→ Exercise brief:
Answer these from the text on Duke's clean hydrogen method.
1. What two materials made up the nanoparticle catalysts?
2. What harmless byproducts were present along with hydrogen when carbon monoxide levels were reduced?
3. Who is the senior researcher in whose laboratory Titilayo Shodiya works?

This
is an important advance that promises to make hydrogen reforming from
fossil fuels a viable option on a technical basis. We get assured
clean hydrogen.
There
is plenty of other issues that could well prevent hydrogen technology
from ever been our first choice in transportation. However,
deliverability has always been desirable.
This
is not complete as yet but we are definitely on the right road to a
useful solution for clean hydrogen at least.
Durham NC (SPX) May 24, 2013
Duke University
engineers have developed a novel method for producing clean hydrogen,
which could prove essential to weaning society off of fossil fuels
and their environmental implications.
While hydrogen is
ubiquitous in the environment, producing and collecting molecular
hydrogen for transportation and industrial uses is expensive and
complicated. Just as importantly, a byproduct of most current methods
of producing hydrogen is carbon monoxide, which is toxic to humans
and animals.
The Duke engineers,
using a new catalytic approach, have shown in the laboratory that
they can reduce carbon monoxide levels to nearly zero in the presence
of hydrogen and the harmless byproducts of carbon dioxide and water.
They also demonstrated that they could produce hydrogen by
reforming fuel at much lower temperatures than conventional
methods, which makes it a more practical option.
Catalysts are agents
added to promote chemical reactions. In this case, the catalysts were
nanoparticle combinations of gold and iron oxide (rust), but not in
the traditional sense.
Current methods depend
on gold nanoparticles' ability to drive the process as the sole
catalyst, while the Duke researchers made both the iron oxide and
the gold the focus of the catalytic process.
"Our ultimate
goal is to be able to produce hydrogen for use in fuel cells,"
said Titilayo "Titi" Shodiya, a graduate student working in
the laboratory of senior researcher Nico Hotz, assistant professor of
mechanical engineering and materials science at Duke's Pratt School
of Engineering. "Everyone is interested in sustainable and
non-polluting ways of producing useful energy without fossil fuels,"

→ Given entries:
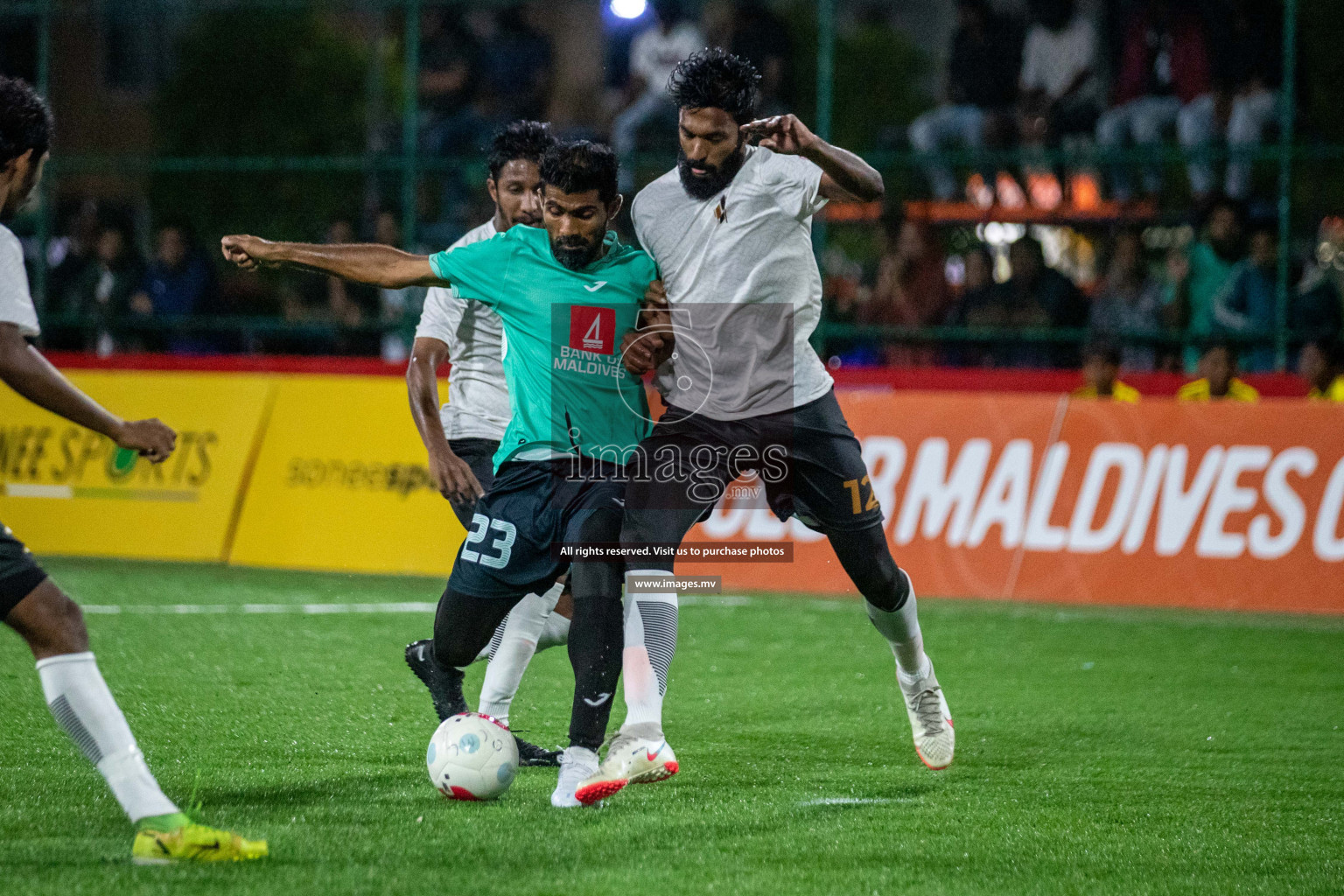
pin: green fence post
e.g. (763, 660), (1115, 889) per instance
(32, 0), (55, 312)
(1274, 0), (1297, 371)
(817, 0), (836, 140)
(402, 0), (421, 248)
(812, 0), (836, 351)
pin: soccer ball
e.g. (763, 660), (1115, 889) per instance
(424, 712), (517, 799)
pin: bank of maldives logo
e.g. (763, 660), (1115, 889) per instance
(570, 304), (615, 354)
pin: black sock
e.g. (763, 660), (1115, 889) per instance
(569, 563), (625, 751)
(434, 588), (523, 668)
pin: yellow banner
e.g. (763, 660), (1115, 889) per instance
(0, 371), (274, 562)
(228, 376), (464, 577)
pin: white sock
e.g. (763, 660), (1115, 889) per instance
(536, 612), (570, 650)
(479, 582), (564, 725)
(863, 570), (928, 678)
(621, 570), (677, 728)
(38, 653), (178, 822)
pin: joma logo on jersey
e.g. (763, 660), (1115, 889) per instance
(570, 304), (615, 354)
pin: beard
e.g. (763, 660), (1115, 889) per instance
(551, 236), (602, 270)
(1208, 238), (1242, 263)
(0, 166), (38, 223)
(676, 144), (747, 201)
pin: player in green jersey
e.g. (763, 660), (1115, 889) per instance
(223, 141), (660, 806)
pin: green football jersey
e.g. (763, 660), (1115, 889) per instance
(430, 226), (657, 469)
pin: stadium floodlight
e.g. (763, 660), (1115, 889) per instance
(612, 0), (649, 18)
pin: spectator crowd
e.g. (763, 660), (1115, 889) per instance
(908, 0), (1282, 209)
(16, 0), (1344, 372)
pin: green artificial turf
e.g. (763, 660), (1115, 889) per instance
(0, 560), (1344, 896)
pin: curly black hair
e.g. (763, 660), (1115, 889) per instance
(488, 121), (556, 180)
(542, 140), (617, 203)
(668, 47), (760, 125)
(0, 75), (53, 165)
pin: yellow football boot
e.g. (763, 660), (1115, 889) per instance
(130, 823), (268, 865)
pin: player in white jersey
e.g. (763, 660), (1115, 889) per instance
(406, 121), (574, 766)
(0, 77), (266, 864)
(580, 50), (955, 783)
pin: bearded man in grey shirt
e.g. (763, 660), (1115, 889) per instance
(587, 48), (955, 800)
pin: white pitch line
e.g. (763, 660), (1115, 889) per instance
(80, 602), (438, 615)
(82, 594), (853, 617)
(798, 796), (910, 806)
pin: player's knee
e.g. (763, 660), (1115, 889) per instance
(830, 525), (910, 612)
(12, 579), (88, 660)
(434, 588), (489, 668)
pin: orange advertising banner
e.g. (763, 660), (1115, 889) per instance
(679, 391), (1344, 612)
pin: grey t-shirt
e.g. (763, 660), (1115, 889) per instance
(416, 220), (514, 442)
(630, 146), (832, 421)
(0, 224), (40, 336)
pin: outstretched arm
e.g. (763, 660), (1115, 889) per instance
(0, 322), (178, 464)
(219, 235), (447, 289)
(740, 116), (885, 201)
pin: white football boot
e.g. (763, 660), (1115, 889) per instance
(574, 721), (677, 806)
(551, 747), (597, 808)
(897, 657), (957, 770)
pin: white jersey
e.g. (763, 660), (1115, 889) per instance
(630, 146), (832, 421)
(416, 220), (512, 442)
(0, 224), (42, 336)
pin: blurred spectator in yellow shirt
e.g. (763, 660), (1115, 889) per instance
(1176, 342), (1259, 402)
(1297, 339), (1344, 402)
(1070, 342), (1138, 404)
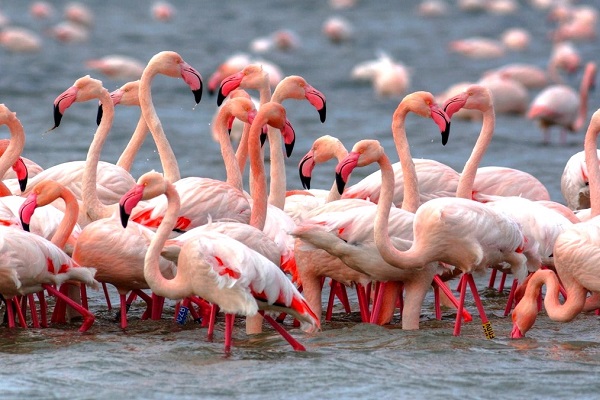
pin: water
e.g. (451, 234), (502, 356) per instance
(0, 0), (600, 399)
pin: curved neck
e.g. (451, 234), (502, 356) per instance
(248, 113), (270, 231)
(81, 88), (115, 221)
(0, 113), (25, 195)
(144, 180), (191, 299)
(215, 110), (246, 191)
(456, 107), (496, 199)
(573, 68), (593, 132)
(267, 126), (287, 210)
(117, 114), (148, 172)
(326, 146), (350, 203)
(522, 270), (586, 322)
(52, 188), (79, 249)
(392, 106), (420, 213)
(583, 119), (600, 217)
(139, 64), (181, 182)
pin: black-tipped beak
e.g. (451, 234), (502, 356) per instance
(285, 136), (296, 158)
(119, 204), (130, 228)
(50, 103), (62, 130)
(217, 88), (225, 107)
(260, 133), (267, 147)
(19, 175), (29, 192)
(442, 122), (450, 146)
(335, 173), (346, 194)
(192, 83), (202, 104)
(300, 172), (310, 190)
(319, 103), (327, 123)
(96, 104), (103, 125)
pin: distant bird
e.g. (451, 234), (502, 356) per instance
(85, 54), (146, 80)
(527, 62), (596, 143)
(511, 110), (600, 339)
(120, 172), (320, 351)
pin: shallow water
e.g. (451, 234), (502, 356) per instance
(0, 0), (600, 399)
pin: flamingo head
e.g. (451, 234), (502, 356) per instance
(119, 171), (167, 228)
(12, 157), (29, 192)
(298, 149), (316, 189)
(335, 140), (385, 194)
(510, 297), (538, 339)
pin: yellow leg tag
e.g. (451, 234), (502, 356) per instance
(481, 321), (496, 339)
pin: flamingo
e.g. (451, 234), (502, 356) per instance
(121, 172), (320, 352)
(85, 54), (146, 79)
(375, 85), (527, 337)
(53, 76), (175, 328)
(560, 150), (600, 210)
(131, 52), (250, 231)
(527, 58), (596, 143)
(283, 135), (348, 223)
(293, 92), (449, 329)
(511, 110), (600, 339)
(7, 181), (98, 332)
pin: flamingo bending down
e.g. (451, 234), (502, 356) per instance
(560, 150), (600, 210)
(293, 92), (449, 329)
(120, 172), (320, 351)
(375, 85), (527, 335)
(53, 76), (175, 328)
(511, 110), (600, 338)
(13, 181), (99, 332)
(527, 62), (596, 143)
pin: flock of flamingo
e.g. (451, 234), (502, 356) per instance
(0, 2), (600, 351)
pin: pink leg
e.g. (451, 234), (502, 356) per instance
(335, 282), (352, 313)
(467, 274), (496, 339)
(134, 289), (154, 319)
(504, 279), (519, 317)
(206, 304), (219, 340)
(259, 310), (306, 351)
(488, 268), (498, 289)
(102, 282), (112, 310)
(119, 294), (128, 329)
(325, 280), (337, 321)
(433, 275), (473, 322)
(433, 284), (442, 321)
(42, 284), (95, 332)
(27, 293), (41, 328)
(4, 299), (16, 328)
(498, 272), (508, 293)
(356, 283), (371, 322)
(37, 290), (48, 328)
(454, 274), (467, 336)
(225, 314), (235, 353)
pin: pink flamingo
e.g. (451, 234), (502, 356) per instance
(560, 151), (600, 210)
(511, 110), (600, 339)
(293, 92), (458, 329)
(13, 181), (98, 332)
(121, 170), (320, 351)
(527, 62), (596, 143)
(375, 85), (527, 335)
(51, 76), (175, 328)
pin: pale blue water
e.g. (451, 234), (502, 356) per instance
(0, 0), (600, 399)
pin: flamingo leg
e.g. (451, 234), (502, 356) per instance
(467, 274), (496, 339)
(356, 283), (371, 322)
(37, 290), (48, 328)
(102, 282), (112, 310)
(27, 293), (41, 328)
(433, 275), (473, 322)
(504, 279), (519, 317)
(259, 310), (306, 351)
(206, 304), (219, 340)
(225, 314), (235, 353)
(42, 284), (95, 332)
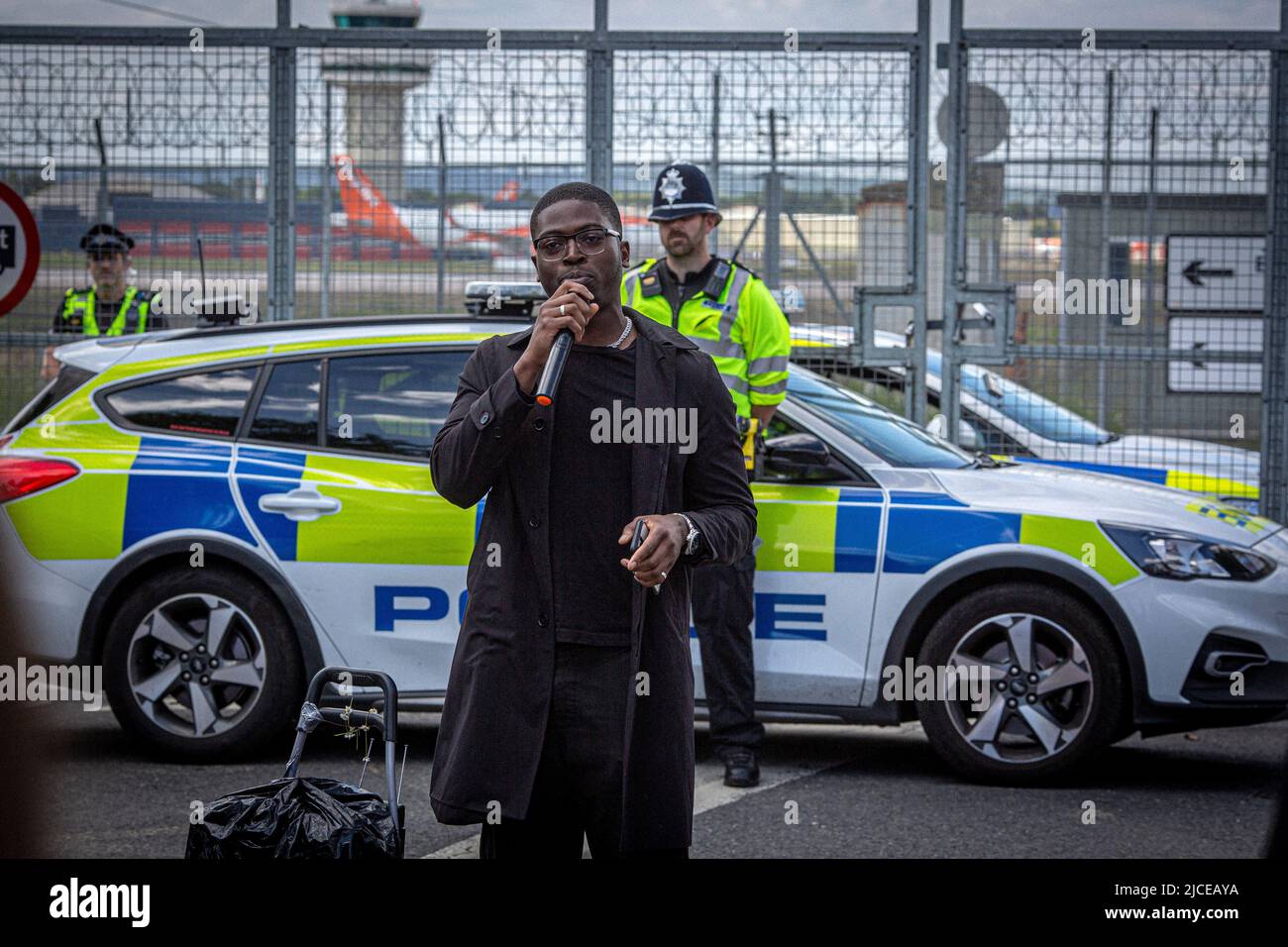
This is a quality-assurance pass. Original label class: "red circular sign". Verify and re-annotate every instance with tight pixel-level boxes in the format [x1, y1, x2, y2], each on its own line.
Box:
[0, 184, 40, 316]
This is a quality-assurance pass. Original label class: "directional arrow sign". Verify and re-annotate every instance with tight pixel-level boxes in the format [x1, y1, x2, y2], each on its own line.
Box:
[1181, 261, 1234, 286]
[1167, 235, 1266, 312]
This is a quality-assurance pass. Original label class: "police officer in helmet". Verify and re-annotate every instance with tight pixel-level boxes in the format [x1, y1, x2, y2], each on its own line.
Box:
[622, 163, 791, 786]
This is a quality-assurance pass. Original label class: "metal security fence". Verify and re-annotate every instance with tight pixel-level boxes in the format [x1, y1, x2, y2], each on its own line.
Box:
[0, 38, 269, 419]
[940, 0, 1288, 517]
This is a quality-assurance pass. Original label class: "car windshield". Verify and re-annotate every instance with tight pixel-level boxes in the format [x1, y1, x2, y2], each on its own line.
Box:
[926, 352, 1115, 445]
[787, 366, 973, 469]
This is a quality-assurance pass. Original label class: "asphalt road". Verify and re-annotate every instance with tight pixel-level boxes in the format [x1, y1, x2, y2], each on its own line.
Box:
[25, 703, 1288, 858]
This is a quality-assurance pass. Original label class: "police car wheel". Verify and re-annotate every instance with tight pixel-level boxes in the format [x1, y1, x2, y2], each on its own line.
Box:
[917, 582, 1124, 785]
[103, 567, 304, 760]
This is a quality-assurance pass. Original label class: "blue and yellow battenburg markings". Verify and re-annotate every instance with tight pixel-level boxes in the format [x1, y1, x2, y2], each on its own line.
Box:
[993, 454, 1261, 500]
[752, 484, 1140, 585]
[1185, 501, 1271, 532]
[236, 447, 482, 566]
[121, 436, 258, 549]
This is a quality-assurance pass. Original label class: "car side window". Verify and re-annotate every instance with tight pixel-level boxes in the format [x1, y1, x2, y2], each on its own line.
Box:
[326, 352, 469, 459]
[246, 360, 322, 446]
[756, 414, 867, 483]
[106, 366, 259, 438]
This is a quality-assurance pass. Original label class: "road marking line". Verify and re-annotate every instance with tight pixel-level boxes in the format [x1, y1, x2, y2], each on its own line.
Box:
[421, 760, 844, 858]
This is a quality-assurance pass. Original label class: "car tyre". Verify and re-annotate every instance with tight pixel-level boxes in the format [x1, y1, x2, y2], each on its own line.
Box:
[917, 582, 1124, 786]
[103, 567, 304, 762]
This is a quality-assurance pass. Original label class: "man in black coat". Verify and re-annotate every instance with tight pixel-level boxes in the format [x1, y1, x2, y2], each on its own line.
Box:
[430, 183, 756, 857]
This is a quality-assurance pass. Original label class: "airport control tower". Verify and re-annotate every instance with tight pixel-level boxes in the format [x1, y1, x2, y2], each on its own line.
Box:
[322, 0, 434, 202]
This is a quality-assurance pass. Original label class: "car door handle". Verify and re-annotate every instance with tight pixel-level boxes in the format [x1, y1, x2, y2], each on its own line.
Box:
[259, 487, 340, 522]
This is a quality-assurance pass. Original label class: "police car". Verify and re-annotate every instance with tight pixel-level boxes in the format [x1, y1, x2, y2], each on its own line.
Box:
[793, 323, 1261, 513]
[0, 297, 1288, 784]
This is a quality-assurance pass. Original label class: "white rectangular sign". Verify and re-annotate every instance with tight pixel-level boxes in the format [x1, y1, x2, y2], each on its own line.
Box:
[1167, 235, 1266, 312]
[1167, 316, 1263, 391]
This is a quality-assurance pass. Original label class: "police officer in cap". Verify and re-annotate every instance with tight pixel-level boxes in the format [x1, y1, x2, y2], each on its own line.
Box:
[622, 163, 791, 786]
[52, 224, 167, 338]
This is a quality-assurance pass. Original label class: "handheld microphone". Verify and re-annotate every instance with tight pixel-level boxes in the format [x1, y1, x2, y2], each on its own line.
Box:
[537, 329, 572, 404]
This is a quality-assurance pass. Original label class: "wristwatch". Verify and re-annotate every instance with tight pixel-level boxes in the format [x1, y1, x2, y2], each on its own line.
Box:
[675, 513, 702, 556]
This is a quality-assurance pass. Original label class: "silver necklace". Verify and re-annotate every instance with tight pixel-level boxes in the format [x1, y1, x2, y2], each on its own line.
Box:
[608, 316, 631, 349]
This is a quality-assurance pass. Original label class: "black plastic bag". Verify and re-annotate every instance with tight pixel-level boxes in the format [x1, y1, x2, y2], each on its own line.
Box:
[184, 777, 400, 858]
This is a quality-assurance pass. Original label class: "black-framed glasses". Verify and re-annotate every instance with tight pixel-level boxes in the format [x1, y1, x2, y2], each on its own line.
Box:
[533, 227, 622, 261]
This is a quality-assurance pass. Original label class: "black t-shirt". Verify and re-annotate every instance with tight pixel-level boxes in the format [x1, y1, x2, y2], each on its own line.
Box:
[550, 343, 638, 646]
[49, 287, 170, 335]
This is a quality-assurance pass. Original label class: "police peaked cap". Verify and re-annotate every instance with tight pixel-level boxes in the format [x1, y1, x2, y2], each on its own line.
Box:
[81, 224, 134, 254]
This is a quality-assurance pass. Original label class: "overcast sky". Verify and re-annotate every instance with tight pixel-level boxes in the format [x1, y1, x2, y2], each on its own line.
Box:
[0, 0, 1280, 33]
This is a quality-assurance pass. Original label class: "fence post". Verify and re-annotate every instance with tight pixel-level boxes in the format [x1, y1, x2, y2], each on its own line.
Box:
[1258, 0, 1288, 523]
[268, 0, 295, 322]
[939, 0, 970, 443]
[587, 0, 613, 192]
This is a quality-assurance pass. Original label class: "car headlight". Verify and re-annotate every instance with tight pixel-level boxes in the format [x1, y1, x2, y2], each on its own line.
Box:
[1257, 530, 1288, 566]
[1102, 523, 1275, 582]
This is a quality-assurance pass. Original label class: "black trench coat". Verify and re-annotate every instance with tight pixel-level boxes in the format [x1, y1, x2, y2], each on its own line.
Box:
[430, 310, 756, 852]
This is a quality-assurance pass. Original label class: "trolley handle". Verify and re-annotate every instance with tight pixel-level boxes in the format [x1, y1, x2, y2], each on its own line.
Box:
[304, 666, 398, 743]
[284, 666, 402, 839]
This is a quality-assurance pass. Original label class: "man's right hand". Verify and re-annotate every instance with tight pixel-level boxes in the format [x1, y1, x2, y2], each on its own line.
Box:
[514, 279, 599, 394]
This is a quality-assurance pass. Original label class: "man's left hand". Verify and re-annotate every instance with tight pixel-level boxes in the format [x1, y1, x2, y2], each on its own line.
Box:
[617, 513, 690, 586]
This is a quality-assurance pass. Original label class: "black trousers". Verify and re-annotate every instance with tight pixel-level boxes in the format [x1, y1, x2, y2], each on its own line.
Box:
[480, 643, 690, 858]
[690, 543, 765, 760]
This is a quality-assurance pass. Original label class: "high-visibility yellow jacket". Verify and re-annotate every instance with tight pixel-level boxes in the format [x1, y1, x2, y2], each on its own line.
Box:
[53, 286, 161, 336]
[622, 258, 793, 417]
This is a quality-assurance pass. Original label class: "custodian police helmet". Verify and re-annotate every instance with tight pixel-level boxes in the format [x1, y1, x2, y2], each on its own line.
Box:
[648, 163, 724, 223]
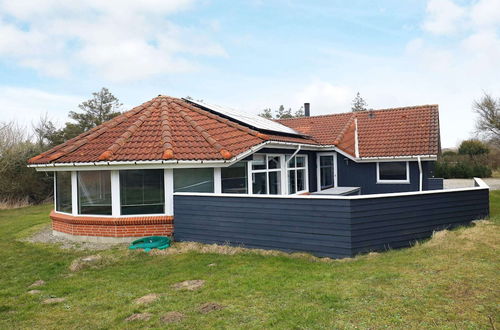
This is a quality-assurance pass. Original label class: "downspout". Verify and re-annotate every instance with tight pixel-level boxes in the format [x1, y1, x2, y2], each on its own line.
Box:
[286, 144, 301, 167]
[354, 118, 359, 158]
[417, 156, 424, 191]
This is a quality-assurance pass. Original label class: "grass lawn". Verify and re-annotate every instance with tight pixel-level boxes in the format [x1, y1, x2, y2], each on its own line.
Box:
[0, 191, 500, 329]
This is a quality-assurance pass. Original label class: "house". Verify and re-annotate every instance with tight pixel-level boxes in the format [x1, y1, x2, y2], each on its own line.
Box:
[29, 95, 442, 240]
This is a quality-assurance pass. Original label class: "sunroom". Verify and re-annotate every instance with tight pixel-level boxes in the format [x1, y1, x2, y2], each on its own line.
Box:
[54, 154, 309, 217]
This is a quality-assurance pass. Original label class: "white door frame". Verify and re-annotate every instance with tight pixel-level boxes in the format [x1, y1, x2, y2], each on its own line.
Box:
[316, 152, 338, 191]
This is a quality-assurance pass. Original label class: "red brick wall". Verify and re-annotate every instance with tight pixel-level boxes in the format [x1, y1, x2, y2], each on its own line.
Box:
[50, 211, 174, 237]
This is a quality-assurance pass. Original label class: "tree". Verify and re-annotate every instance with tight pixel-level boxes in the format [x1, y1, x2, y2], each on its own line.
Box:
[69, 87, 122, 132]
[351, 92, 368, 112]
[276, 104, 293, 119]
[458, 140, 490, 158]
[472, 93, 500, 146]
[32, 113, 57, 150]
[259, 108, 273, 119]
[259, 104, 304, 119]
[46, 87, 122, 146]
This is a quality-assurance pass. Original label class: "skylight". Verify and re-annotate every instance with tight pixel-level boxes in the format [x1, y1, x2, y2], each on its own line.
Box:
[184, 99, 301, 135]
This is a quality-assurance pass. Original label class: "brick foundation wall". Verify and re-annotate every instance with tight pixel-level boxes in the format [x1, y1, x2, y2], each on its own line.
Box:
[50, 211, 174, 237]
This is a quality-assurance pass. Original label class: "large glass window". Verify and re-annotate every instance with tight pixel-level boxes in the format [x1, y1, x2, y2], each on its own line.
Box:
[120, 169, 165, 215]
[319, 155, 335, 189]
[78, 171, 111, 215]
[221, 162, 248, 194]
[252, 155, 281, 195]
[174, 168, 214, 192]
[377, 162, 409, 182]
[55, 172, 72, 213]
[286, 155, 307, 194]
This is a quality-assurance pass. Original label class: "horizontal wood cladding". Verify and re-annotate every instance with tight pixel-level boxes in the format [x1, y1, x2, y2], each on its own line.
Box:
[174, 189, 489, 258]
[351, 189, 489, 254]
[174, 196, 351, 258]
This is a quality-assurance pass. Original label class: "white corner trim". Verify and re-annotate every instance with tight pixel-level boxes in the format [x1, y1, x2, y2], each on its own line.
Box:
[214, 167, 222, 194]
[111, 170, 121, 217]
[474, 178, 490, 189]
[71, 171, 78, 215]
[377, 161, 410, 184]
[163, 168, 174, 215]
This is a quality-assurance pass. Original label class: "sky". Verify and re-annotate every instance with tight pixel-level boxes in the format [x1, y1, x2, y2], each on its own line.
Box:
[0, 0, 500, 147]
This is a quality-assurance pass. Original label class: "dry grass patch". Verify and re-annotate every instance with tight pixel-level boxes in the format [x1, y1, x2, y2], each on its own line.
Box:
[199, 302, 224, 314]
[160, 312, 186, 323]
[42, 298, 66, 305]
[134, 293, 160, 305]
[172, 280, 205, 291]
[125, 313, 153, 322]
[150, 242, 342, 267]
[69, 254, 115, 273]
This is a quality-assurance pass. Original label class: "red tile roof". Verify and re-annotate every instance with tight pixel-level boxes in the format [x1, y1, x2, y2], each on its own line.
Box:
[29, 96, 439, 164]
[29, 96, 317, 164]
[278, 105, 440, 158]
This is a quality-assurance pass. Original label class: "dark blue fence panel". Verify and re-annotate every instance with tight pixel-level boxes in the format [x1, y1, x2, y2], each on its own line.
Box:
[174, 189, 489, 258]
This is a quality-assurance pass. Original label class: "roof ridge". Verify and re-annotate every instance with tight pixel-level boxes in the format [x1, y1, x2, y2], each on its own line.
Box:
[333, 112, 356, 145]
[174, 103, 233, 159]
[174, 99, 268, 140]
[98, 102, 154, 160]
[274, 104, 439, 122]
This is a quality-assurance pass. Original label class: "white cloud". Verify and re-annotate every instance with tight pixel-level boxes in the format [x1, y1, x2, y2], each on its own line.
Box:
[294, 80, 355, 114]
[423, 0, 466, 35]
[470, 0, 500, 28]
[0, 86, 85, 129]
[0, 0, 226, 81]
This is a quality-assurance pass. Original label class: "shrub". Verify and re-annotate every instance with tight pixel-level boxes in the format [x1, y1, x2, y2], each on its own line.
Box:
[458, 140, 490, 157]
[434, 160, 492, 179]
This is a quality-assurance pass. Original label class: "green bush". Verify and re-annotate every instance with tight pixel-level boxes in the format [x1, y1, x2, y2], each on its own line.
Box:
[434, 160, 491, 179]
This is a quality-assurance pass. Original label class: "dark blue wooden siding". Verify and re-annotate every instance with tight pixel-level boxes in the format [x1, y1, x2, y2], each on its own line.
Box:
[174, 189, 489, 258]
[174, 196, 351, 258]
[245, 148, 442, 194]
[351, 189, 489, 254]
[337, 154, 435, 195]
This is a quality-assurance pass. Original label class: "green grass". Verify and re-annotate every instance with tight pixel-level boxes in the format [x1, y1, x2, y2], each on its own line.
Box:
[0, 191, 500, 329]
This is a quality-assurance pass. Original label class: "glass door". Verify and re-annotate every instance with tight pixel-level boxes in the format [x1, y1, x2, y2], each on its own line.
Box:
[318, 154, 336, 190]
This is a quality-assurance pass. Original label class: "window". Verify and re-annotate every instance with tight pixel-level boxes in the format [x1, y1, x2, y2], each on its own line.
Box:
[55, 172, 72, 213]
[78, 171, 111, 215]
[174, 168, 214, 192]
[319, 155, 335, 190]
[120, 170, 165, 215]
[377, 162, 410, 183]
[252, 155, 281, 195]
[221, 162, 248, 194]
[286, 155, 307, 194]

→ Output of the task:
1. Gold and iron oxide (rust).
2. Carbon dioxide and water.
3. Nico Hotz.